··· Extracted information ···

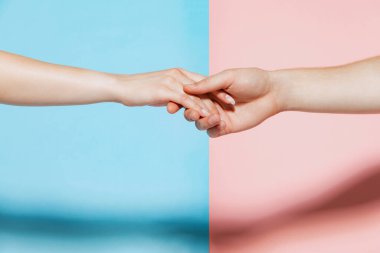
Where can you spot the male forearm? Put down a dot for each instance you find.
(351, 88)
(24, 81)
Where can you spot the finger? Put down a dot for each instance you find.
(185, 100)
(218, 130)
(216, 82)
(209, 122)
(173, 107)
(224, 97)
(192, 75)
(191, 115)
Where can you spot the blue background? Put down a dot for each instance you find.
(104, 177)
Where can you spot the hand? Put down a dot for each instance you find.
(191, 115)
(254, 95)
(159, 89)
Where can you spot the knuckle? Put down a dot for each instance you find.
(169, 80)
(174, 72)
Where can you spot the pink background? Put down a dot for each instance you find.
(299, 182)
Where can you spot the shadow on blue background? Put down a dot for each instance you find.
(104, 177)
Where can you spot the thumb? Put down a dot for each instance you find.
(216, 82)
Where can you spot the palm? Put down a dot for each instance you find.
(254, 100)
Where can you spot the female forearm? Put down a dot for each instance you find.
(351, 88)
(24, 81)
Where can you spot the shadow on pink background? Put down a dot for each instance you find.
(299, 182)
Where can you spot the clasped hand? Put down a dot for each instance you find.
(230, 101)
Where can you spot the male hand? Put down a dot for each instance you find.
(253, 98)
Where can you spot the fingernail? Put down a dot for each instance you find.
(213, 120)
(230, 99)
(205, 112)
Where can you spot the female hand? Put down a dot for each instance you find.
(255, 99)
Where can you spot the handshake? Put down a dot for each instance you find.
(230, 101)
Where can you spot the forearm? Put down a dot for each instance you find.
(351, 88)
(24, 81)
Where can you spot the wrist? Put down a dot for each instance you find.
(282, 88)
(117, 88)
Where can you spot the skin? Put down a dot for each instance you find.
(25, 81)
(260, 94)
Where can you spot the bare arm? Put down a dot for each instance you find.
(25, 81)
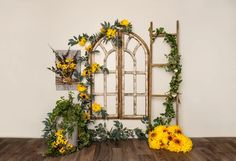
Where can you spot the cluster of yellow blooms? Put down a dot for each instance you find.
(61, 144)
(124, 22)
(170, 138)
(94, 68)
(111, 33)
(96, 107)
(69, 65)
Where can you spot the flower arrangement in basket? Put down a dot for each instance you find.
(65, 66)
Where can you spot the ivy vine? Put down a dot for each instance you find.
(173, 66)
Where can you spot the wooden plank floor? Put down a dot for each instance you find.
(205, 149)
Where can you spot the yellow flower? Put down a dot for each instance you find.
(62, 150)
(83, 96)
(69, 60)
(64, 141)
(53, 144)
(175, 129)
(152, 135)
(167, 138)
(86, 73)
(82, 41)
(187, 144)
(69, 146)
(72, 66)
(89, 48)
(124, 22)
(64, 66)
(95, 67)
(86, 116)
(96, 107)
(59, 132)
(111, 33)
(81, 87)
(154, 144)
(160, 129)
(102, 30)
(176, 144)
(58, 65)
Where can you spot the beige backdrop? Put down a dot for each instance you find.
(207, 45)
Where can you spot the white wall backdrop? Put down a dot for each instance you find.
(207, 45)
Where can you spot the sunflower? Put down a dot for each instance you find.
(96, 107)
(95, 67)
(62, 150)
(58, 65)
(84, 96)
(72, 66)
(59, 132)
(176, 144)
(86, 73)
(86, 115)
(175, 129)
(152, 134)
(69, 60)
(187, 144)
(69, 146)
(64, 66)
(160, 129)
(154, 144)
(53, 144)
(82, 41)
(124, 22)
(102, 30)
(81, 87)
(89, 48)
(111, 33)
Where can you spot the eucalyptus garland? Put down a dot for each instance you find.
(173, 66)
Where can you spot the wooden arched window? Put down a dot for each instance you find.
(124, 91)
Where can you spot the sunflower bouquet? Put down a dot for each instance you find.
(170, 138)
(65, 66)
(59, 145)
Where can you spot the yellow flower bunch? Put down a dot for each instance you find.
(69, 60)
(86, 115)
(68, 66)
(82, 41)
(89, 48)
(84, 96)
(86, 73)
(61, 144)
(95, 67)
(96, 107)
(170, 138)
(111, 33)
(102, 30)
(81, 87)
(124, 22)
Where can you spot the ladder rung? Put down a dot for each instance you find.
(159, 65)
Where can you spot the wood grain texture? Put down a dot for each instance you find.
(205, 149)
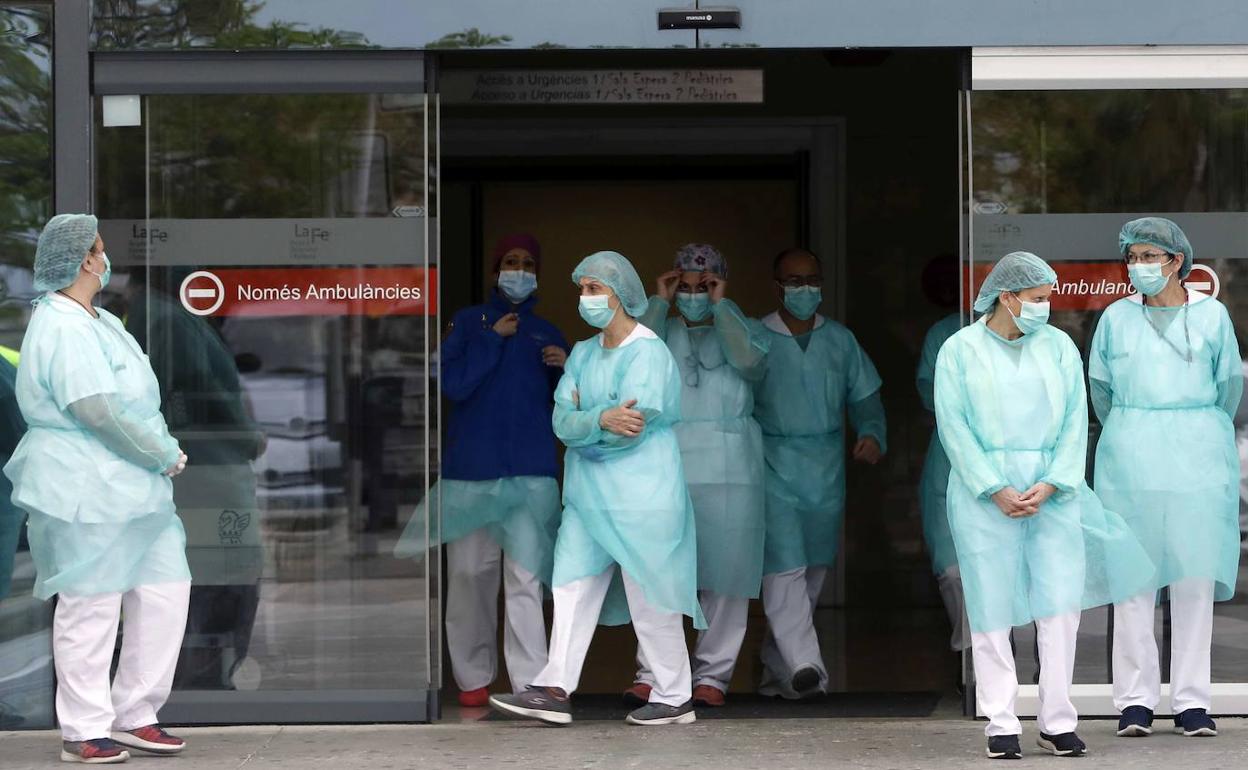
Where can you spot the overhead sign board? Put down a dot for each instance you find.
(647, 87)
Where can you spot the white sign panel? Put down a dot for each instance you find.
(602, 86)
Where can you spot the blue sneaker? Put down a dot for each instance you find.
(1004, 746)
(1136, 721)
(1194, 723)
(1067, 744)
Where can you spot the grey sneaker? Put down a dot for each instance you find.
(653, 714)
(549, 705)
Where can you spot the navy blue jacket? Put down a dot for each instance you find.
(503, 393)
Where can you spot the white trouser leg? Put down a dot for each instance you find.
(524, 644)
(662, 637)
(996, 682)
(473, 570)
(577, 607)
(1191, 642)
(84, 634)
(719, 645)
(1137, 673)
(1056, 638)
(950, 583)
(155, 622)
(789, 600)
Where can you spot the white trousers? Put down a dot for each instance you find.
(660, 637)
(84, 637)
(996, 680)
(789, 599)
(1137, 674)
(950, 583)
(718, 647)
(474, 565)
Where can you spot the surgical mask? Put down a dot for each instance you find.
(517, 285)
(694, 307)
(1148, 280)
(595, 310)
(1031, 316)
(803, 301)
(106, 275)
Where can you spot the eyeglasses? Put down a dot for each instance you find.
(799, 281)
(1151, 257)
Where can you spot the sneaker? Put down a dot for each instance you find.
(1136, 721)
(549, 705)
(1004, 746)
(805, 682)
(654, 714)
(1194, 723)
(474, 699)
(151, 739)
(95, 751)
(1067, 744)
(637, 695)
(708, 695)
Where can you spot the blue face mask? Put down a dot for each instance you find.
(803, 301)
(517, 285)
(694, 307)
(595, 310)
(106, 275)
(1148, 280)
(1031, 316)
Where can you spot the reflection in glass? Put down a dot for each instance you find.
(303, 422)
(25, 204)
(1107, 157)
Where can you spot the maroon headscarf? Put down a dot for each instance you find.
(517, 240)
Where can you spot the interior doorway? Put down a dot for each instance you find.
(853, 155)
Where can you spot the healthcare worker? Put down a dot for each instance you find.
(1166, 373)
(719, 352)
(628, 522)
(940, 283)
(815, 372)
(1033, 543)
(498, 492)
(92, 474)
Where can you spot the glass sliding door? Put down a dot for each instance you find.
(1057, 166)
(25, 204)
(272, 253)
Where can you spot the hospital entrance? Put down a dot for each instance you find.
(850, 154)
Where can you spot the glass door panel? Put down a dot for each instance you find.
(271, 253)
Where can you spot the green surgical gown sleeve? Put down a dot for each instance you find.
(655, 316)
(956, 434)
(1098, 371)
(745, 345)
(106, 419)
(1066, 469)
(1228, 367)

···

Exercise instructions: The result should be every line of the data, reproduced exactly, with the images removed.

Output of the exercise:
Where can you spot the male forearm? Put down a dot for each instance you find.
(351, 88)
(24, 81)
Where can you spot the finger? Put down a dot for each instance you find.
(185, 100)
(218, 130)
(216, 82)
(209, 122)
(173, 107)
(224, 97)
(192, 75)
(191, 115)
Where can you spot the blue background? Put down a dot for each instance you find.
(104, 177)
Where can you spot the hand? Put down a dot for each instance you find.
(191, 115)
(254, 95)
(159, 89)
Where can you spot the knuckle? Put down a dot for each instance you find.
(169, 80)
(174, 72)
Where can you spot the pink background? Put down a dot for each instance you find.
(299, 182)
Where can you spot the shadow on blue background? Put down a dot for each instance you find.
(104, 177)
Where can you spot the thumb? Put down a dot for each instance you find.
(216, 82)
Where can you spot the palm? Put down a dot for each instance you find.
(254, 100)
Where can you spot the female forearm? Put down a dot for each instance you find.
(351, 88)
(24, 81)
Where can you spot the shadow on pink background? Put down a dot for each instance you find.
(299, 182)
Where can you spot the clasped hand? Put down a dot for each instance you find.
(230, 101)
Where can you spot the male hand? Put down a dot for each instance you find.
(253, 98)
Where can you spot the fingernail? Put down a dot for each instance you find.
(213, 120)
(230, 99)
(205, 112)
Where can you spot the female hand? Put down a dot for each instance you find.
(255, 99)
Where can you spot the handshake? Put down a dot for each instance you find.
(230, 101)
Where can you spot the forearm? Put down a dot for each instance you find.
(351, 88)
(24, 81)
Where can you spot the wrist? Put down a dot for each instance you find.
(282, 88)
(117, 88)
Where can you spot the skin? Put down a dot for each instance you find.
(25, 81)
(260, 94)
Where can you spot the bare arm? Put down a dot for each instance you find.
(25, 81)
Where can you spot the cluster of yellow blooms? Put down a dot for each instance you find.
(61, 144)
(124, 22)
(170, 138)
(94, 68)
(111, 33)
(96, 107)
(69, 65)
Where can you spot the flower arrangement in basket? Put down a dot for each instance you find.
(65, 66)
Where can you spot the ivy vine? Put down a dot for each instance you find.
(173, 66)
Where can you spot the wooden plank floor? Put down a dot for each instance you find.
(205, 149)
Where can you spot the yellow flower? Put down a dot for each instance you find.
(62, 150)
(83, 96)
(69, 60)
(64, 141)
(53, 144)
(175, 129)
(152, 135)
(167, 138)
(86, 73)
(82, 41)
(187, 144)
(69, 146)
(72, 66)
(89, 48)
(124, 22)
(64, 66)
(95, 67)
(86, 116)
(96, 107)
(59, 132)
(111, 33)
(81, 87)
(154, 144)
(160, 129)
(102, 30)
(176, 144)
(58, 65)
Where can you spot the beige backdrop? Put down a dot for each instance you find.
(207, 45)
Where can you spot the white wall backdrop? Put down a dot for each instance you find.
(207, 45)
Where can you spot the sunflower? Put down a dot for each instance you find.
(96, 107)
(95, 67)
(62, 150)
(58, 65)
(84, 96)
(72, 66)
(59, 132)
(176, 144)
(86, 73)
(86, 115)
(175, 129)
(152, 134)
(69, 60)
(187, 144)
(69, 146)
(64, 66)
(160, 129)
(154, 144)
(53, 144)
(82, 41)
(124, 22)
(102, 30)
(81, 87)
(89, 48)
(111, 33)
Where can you spot the eucalyptus garland? Put down a dot for each instance you find.
(173, 66)
Where can you spot the wooden arched window? Put down a dot for each instance you find.
(124, 91)
Where can you spot the sunflower bouquet? Put down a dot for each instance you find.
(170, 138)
(65, 66)
(59, 145)
Where can you spot the yellow flower bunch? Put down a dot for each instance you find.
(69, 60)
(86, 115)
(68, 66)
(82, 41)
(89, 48)
(84, 96)
(86, 73)
(61, 144)
(95, 67)
(96, 107)
(170, 138)
(111, 33)
(102, 30)
(81, 87)
(124, 22)
Where can you spot the ladder rung? Put down a dot for each instance you find.
(159, 65)
Where can you spot the wood grain texture? Put down a dot for each instance you find.
(205, 149)
Where can you spot the overhead sign board? Put down a dot for each instance you find.
(647, 87)
Where can you spot the white sign panel? Put down a dot for each instance you find.
(602, 86)
Where can you spot the blue sneaker? Put down a dot for each instance you find.
(1004, 746)
(1136, 721)
(1194, 723)
(1067, 744)
Where can you spot the grey sneaker? Put down a dot for each instance you find.
(653, 714)
(549, 705)
Where can you spot the navy blue jacket? Put down a dot for each instance you find.
(503, 393)
Where can you spot the white trouser leg? Put down a dot for each instance you find.
(524, 644)
(662, 637)
(996, 682)
(473, 570)
(577, 607)
(1191, 642)
(84, 634)
(719, 645)
(1137, 673)
(1056, 638)
(950, 583)
(155, 622)
(789, 600)
Where can you spot the white trousers? Put down a dot for each instance you find.
(660, 637)
(84, 637)
(996, 680)
(789, 599)
(1137, 674)
(950, 583)
(718, 647)
(474, 565)
Where can you spot the surgical mask? Put down a dot for each instance you find.
(517, 285)
(694, 307)
(1148, 280)
(595, 310)
(1031, 316)
(803, 301)
(106, 275)
Where can you spot the eyeglasses? Put down a dot for each instance you find.
(799, 281)
(1151, 257)
Where can you spot the sneaker? Put down a dot for each instance you find.
(1136, 721)
(549, 705)
(1004, 746)
(805, 682)
(654, 714)
(1194, 723)
(474, 699)
(151, 739)
(95, 751)
(1067, 744)
(637, 695)
(708, 695)
Where can you spot the blue face mask? Put down a dot for each instance you find.
(803, 301)
(517, 285)
(694, 307)
(595, 310)
(106, 275)
(1148, 280)
(1031, 316)
Where can you spot the reflection in glass? Put down a dot for each instance you find.
(303, 422)
(25, 204)
(1107, 157)
Where can you spot the maroon headscarf? Put down a dot for each instance you find.
(517, 240)
Where can you spot the interior doorway? Put down a dot for each instance you find.
(853, 155)
Where can you spot the healthcare worker? Put down a dot for each instance you find.
(1166, 373)
(719, 352)
(628, 522)
(940, 283)
(815, 372)
(1033, 543)
(498, 492)
(92, 474)
Where can you spot the glass sliding door? Put down a dot for each instance you find.
(1057, 166)
(25, 204)
(272, 253)
Where can you spot the hospital entrance? Put down a dot for each instance you find.
(850, 154)
Where can you spot the glass door panel? Put down a dot for each instance you find.
(271, 253)
Where can you spot the green surgical gown sleeve? Put down a dot for each instance you find.
(655, 316)
(956, 434)
(1098, 371)
(745, 345)
(106, 419)
(1066, 469)
(1228, 367)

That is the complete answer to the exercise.